Metin bölümü
↓
Şekerci Hafız Mustafa, Osmanlı Devleti döneminde Sultan Abdülaziz’in saltanatının ilk yıllarında günümüzde Bahçekapı-Eminönü’nde Hamidiye Caddesi 86 numaralı dükkanında Çankırı’nın Orta Beldesi’nden İstanbul’a sarraflık yapmaya gelen İsmail Hakkı Zade tarafından 1864 yılında kurulmuştur. İsmail Hakkı Zade dükkanın bodrum katında dibek taşıyla akide şekeri yapmaya başlamıştır. İsmail Hakkı Zade dükkanı işletirken oğlu Hafız Mustafa dükkanın yakın çevresinde bulunan Arpacılar Cami’inde gönüllü olarak müezzinlik yapmaktaydı. Aynı zamanda babasının dükkanında tatlıcılık ve şekercilikle ilgilenmiştir. Hafiz Mustafa’nın ilk poğaçayı bulan ve imal eden kişi olduğu bilinmektedir. Dükkanda şekerlemelerin yanında hamur işi poğaçayı müşterilerine sunarak alternatif müşteri kazanmıştır. Bu konuda kendini geliştirerek babasından işi devralmıştır ve 1926 ile 1938 yılları arasında şekercilik ve tatlıcılık alanında Avrupa’da 11 adet madalya kazanmıştır.
↑
Alıştırma 1
Hafız Mustafa şekercisinin kuruluşunu anlatan metni iki cümleyle özetleyin.
Alıştırma 2
Hafız Mustafa şekercisinin hikâyesini anlatan metnin devamını yazın.

Verilen malzeme
↓
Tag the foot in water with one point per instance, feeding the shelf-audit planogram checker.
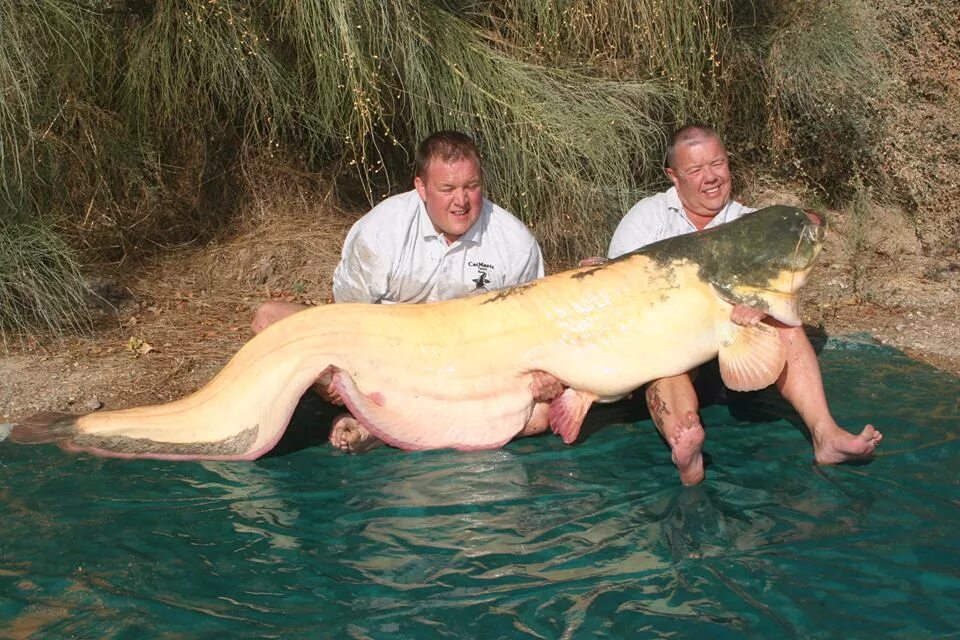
(687, 447)
(348, 436)
(838, 446)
↑
Yazılı cevap 1
Şekerci Hafız Mustafa, 1864 yılında Çankırı'nın Orta Beldesi'nden İstanbul'a sarraflık yapmaya gelen İsmail Hakkı Zade tarafından Hamidiye Caddesi 86 numaralı dükkanda kurulmuş ve dükkanın bodrum katında dibek taşıyla akide şekeri yapılmaya başlanmıştır. Oğlu Hafız Mustafa, babasının dükkanında tatlıcılık ve şekercilikle ilgilenip müşterilere poğaça da sunmuş, işi devraldıktan sonra 1926 ile 1938 yılları arasında Avrupa'da 11 madalya kazanmıştır.

Yazılı cevap 2
Hafız Mustafa’nın oğlu Cemil Bey şekerlemeciyi bir süre işlettikten sonra Cemil Bey’in eşi Vasfiye Hanım ve kızı Sönmez Kantman tarafından işletilmiş ve Hafız Mustafa Şekerlemeleri bu dönemde en parlak günlerini yaşamıştır. Özellikle Vasfiye Hanım’ın çalışanları üzerindeki otoritesi ve kurduğu disiplin, işletmenin başarısını oldukça etkilemiştir. Sönmez Kantman’dan sonra oğlu Mustafa Nihat Kantman işletmenin başına geçmiş fakat başka alanlara yönelmek istediği için işletmeyi kısa bir süre içerisinde 1993 senesinde aile dışından Mustafa Altuncu’ya devretmiştir. 1993 – 2007 yılları arasında Hafız Mustafa Şekerlemesi Mustafa Altuncu tarafından işletilip, 2007 sonrasında işlerin başına Avni Ongurlar geçmiştir…”
-1900’lü yılların başında Hazfız MUSTAFA Şekercisi-
ŞEKERCİ İSMAİL HAKKI EFENDİ’NİN OĞULLARI
HAFIZ MUSTAFA KANTMAN ve ÖMER LÜTFİ CEBECİ
Türk şekerciliğinin Hacı Bekir’den sonra gelen en eski ve en güçlü ismi Orta’lı İsmail Hakkı Efendi’nin iki oğlu ve yeğeninin de şekercilik alanında faaliyet gösterdiğini ifade etmiştik. Kuruluşu 1864 yılına dayanan müessese daha ziyade Hafız Mustafa’nın adıyla şöhret bulmuştur. Soyadı kanunundan sonra Hafız Mustafa KANTMAN soyadını almıştır.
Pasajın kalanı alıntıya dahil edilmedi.